- [INSTRUCTION]:
Count how many of the lines below contain the string "table", and reply with that number alone.

Extracted data entries
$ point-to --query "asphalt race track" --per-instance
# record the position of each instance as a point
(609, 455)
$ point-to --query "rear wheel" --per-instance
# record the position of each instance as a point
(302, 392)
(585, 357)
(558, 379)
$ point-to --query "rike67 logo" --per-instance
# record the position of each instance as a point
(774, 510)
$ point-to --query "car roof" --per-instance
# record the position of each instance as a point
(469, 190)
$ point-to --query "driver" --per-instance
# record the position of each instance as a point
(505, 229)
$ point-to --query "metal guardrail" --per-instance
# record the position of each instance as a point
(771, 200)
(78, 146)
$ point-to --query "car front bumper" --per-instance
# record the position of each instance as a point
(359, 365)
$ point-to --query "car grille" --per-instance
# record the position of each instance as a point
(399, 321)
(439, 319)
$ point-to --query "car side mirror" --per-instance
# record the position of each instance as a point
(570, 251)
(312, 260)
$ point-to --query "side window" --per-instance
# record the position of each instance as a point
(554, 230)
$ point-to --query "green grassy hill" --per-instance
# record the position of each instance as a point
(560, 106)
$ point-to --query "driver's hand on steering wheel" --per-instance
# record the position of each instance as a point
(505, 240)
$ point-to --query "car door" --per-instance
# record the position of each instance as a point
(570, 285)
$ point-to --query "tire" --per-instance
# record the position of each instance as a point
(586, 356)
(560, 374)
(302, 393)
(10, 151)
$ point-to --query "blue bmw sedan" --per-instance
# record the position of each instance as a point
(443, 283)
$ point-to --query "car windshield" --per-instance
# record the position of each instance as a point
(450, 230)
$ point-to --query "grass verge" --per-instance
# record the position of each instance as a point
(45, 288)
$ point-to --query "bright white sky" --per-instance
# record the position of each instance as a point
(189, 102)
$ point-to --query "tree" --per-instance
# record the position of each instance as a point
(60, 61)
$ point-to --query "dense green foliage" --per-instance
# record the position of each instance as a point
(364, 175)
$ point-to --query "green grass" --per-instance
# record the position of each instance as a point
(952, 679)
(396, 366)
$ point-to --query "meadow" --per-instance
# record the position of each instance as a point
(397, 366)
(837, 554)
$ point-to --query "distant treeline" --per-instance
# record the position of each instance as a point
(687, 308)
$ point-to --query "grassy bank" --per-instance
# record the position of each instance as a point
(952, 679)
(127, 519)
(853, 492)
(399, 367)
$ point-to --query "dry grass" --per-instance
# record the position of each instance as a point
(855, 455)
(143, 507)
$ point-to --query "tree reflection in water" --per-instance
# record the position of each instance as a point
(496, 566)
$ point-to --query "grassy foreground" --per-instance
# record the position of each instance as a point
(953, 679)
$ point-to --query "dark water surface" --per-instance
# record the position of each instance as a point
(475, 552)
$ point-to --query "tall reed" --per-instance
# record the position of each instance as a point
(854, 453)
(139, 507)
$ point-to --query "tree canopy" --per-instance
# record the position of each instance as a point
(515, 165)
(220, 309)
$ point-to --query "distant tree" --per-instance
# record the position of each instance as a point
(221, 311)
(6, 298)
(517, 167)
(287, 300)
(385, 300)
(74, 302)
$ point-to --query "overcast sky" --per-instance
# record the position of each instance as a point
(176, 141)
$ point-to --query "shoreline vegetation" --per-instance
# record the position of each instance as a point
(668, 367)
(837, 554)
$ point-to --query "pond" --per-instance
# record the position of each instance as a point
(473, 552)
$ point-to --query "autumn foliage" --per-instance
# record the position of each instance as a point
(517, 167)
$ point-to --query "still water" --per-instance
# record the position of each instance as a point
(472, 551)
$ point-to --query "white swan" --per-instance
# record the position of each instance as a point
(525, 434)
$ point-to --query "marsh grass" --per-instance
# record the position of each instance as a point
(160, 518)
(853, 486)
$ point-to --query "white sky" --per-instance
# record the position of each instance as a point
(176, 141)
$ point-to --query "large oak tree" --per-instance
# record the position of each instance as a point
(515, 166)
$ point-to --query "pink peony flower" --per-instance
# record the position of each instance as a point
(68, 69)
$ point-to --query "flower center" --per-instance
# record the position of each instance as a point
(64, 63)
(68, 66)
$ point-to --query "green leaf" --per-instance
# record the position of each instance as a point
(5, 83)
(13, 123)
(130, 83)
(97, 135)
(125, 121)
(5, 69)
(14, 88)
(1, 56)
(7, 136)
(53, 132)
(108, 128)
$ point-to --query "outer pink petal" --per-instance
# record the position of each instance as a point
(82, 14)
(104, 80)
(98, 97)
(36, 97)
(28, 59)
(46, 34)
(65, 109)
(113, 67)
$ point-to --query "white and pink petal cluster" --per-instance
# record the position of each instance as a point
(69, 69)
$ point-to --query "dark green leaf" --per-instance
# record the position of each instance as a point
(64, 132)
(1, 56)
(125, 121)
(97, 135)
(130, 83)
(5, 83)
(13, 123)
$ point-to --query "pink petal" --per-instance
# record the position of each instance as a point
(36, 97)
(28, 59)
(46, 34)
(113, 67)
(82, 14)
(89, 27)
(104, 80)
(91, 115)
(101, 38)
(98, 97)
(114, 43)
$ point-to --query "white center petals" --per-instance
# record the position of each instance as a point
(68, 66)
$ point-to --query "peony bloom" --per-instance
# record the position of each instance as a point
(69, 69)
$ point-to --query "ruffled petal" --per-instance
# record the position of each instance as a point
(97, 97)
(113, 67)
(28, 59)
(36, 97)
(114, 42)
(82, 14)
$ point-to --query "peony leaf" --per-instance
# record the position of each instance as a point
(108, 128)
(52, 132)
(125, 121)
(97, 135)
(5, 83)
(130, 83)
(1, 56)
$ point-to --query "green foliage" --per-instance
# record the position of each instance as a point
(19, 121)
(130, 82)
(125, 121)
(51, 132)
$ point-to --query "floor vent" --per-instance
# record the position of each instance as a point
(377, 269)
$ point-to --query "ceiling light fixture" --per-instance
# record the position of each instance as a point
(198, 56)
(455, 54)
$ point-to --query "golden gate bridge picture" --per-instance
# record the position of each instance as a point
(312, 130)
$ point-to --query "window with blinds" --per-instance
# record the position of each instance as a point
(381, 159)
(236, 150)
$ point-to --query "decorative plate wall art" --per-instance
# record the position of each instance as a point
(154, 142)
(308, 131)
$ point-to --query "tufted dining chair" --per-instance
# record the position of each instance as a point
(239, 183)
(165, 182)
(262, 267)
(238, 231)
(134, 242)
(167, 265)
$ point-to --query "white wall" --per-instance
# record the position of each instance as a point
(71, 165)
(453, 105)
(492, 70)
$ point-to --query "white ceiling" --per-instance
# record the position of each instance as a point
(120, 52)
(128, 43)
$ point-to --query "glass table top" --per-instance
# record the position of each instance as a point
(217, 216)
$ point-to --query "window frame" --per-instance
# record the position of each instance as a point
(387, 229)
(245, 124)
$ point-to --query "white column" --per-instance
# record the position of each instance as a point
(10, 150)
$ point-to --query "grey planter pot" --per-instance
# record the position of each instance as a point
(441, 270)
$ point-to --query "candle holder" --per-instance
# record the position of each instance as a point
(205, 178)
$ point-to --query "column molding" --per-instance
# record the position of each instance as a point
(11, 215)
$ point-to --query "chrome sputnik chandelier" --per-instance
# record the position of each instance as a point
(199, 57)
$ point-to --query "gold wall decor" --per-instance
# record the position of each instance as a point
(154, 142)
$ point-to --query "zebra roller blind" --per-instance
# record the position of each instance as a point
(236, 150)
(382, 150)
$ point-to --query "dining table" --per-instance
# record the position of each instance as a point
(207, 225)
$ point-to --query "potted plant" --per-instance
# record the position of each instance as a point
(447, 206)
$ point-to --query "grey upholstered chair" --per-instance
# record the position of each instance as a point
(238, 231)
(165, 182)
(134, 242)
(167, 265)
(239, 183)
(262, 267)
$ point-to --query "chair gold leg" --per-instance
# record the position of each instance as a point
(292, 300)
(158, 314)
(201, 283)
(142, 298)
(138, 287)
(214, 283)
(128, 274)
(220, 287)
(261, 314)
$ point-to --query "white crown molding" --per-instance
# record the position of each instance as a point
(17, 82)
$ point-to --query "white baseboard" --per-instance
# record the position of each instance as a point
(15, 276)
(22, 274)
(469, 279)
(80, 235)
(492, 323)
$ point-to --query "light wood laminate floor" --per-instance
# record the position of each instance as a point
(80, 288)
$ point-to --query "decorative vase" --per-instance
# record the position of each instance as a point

- [ANSWER BELOW]:
2